Exercise set:
**A)** State whether each statement (i)–(iii) agrees with the legislation update, answering yes or no and quoting the deciding words of the text. (i) The Fire Safety Bill received its second reading in the House of Lords on 1 October 2020. (ii) The Renting Homes (Amendment) (Wales) Bill would extend the minimum notice period for a section 173 notice from two months to three months. (iii) The Renting Homes (Amendment) (Wales) Bill was introduced in the Senedd on 10 March 2020.
**B)** Update the legislation update from "For the bill, as" up to and including "Renting Homes (Amendment)", putting "summary" in place of "briefing".

Given passage:
The bill received its first reading in
the House of Commons on 8 January 2020
and its second reading on 22 January
2020. For the second reading debate, click
here. The committee
stage was completed on 11 February 2020.
For the committee debate, click
here. The third reading
in the House of Commons was on 10 March
2020; for the debate, click
here. First reading in
the House of Lords was on 11 March 2020.
The second reading was on 22 April 2020.
The committee stage was completed on 2
June 2020 and the report stage on 29
June 2020. The third reading was on 28
January 2021. The House of Lords have
returned the Bill to the House of
Commons with amendments. The amendments
will be considered on the floor of the
House on 24 February 2021.
For the bill, as amended by the Lords, click
here. To follow
progress of the bill, click
here. For a briefing,
prepared by the House of Commons Library
after second reading in the House of
Commons, click
here.
Renting Homes (Amendment)
(Wales) Bill
This Welsh Government bill seeks to
amend the Renting Homes (Wales) Act 2016
to provide greater security for people
who rent their homes in Wales. This will
particularly affect those who live in
the private rented sector and occupy
their homes under a ‘standard occupation
contract’, the equivalent to the current
assured shorthold tenancy, after the
2016 Act comes into force. This
additional security will primarily be
achieved by extending the minimum notice
period for issuing a section 173 notice
under the 2016 Act (the equivalent of
the current section 21 notice under the
Housing Act 1988) from two months to six
months. Landlords will also be prevented
from issuing such a notice until at
least six months from the date of
occupancy. Further provisions will also
ensure that landlords are unable to
issue rolling ‘speculative’ notices on a
‘just in case’ basis. The bill was
introduced in the Senedd on 10 February
2020. The Stage 1 motion to agree the
general principles of the Bill was
agreed in Plenary on 13 October 2020.
Stage 2 began on 14 October 2020. Stage
2 consideration took place in Committee
on 27 November 2020. Stage 3 commenced
on 30 November 2020. Stage 3
consideration was due to take place in
Plenary on 10 February 2021 to consider
amendments to the Bill (as amended at
Stage 2). For the bill as amended at
Stage 3, all other documents relating to
it, and to follow progress on the bill,
click
here.
Fire Safety Bill
This Government bill
would make provision about the
application of the Regulatory Reform
(Fire Safety) Order 2005 where a
building contains two or more sets of
domestic premises; and would confer
power to amend that order in future for
the purposes of changing the premises to
which it applies. The bill completed its
final stages in the House of Commons on
7 September 2020. It received its first
reading in the House of Lords on 8
September 2020 and its second reading on
1 October 2020. The committee stage was
completed on 29 October 2020. The report
stage took place on 17 November 2020.
The third reading took place on 24
November 2020. The House of Lords have
returned the Bill to the House of
Commons with amendments. The amendments
will be considered on the floor of the
House on 24 February 2021.

Records supplied:

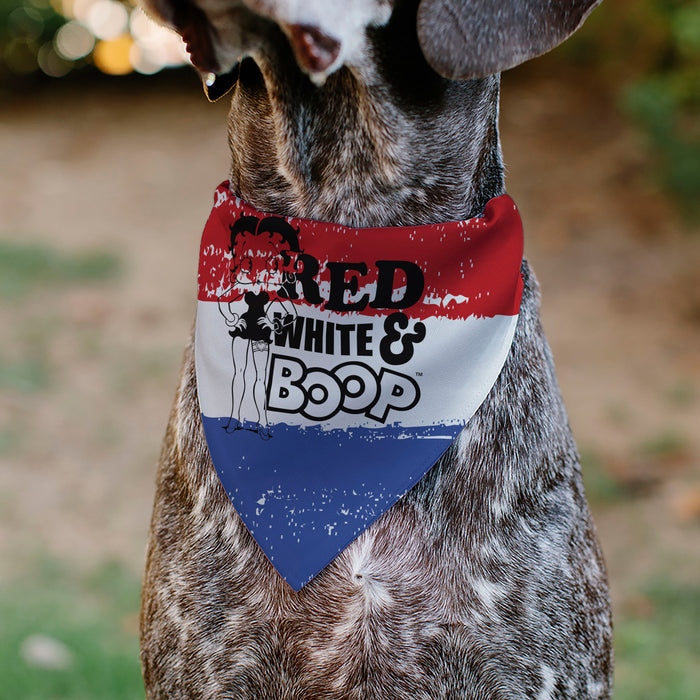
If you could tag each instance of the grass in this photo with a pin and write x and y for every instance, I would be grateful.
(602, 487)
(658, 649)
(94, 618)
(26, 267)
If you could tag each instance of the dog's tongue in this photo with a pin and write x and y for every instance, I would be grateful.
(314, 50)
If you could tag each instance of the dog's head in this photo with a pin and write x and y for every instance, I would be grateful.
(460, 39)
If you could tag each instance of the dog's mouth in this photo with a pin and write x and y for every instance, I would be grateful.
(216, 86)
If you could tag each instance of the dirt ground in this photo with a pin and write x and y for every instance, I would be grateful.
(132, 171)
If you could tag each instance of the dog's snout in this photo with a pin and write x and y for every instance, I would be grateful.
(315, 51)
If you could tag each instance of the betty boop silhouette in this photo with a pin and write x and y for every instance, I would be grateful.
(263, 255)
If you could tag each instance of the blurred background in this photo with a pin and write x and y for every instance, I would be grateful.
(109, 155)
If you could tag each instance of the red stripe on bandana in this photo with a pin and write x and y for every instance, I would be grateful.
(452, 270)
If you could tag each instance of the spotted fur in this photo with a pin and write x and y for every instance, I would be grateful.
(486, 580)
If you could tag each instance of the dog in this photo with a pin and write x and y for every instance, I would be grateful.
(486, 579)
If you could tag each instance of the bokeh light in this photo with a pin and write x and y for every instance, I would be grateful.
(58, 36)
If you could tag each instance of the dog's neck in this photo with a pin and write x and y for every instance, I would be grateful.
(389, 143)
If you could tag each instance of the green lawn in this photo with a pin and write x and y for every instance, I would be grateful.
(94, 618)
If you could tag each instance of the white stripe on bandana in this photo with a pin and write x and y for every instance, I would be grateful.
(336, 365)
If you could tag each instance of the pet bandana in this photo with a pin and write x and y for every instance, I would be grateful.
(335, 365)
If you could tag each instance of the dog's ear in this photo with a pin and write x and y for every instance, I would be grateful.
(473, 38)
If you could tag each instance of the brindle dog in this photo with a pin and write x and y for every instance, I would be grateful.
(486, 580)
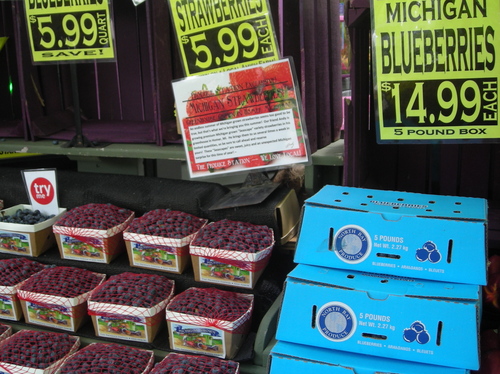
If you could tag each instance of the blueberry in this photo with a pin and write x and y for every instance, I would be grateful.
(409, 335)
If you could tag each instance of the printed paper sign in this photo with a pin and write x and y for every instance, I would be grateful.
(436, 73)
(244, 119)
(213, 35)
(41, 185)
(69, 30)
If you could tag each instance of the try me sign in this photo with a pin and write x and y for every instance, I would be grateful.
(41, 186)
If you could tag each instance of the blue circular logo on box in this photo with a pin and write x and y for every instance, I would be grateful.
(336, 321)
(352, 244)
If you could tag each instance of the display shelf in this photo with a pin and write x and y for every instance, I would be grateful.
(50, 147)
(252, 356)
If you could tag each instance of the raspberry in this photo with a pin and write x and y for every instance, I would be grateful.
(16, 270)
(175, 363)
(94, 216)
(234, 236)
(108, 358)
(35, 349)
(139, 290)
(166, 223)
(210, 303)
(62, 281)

--

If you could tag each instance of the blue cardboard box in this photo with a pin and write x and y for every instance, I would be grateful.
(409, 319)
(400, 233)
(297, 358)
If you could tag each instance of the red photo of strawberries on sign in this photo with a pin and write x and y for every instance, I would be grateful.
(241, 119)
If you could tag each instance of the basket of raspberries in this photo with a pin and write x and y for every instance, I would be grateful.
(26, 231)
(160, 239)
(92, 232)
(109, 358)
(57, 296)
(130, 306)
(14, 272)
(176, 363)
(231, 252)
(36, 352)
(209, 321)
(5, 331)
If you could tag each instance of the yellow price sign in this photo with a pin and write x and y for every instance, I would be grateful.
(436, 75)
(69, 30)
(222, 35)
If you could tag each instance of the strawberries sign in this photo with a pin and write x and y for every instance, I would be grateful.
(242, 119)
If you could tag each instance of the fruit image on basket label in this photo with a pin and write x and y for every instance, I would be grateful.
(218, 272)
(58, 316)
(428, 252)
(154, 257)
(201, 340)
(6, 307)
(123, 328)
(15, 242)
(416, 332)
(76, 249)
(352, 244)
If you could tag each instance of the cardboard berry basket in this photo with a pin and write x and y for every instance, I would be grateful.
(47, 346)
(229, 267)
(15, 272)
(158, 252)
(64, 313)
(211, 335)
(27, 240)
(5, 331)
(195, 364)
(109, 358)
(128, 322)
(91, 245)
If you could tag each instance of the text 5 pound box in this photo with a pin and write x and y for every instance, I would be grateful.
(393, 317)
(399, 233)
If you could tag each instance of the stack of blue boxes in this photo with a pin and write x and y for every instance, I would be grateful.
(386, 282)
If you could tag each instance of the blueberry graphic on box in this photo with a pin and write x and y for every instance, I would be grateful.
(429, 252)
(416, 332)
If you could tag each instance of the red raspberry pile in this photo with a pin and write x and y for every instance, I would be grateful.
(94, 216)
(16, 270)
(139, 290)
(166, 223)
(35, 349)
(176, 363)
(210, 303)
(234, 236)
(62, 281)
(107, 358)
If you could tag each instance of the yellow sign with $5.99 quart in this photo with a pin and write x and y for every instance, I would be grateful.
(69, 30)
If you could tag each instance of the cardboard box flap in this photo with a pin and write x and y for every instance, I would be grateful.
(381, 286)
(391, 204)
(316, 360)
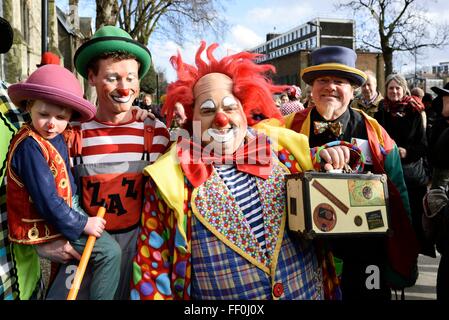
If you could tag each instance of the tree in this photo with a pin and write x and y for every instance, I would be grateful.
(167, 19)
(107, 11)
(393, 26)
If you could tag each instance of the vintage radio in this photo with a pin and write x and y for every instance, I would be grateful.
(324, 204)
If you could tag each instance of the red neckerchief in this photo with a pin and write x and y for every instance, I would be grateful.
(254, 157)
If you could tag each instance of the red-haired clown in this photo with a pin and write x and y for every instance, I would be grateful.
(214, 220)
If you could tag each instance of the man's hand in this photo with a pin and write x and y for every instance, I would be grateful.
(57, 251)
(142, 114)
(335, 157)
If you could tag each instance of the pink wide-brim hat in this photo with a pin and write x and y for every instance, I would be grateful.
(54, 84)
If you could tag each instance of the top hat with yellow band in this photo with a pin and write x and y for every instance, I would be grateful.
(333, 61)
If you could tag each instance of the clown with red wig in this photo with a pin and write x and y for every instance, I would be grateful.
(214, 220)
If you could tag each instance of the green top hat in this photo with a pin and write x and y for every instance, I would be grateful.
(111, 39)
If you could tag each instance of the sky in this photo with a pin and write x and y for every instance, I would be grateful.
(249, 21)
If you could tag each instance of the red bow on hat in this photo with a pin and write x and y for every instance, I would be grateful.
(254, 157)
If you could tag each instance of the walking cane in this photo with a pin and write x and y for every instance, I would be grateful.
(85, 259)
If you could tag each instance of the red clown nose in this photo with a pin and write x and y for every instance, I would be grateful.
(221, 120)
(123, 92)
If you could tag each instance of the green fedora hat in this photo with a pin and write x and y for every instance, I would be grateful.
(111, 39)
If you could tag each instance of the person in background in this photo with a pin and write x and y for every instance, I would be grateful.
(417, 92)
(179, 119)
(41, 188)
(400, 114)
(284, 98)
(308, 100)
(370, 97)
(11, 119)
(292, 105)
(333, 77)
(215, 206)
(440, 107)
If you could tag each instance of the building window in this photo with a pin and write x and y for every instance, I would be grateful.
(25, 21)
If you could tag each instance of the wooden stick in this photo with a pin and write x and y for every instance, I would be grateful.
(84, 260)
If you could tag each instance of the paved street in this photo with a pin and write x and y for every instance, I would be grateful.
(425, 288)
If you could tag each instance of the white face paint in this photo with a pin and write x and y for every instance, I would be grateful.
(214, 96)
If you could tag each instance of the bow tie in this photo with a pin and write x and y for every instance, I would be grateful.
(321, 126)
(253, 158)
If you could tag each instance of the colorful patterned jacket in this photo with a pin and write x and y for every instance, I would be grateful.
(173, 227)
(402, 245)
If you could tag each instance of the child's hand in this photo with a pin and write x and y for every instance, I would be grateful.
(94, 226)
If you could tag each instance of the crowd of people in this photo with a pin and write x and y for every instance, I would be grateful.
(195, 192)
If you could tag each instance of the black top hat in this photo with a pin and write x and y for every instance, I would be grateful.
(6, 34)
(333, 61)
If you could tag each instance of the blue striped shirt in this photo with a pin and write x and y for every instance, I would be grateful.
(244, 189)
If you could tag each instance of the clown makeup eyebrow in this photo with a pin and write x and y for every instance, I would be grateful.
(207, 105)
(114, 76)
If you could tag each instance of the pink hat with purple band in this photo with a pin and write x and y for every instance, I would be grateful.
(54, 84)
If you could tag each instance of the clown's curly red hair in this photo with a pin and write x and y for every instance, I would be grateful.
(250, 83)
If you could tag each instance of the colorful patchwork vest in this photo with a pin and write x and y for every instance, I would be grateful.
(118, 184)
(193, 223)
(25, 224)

The answers:
**A)**
(i) Yes: "and its second reading on 1 October 2020"
(ii) No: "from two months to six months"
(iii) No: "introduced in the Senedd on 10 February 2020"

**B)**
For the bill, as amended by the Lords, click
here. To follow
progress of the bill, click
here. For a summary,
prepared by the House of Commons Library
after second reading in the House of
Commons, click
here.
Renting Homes (Amendment)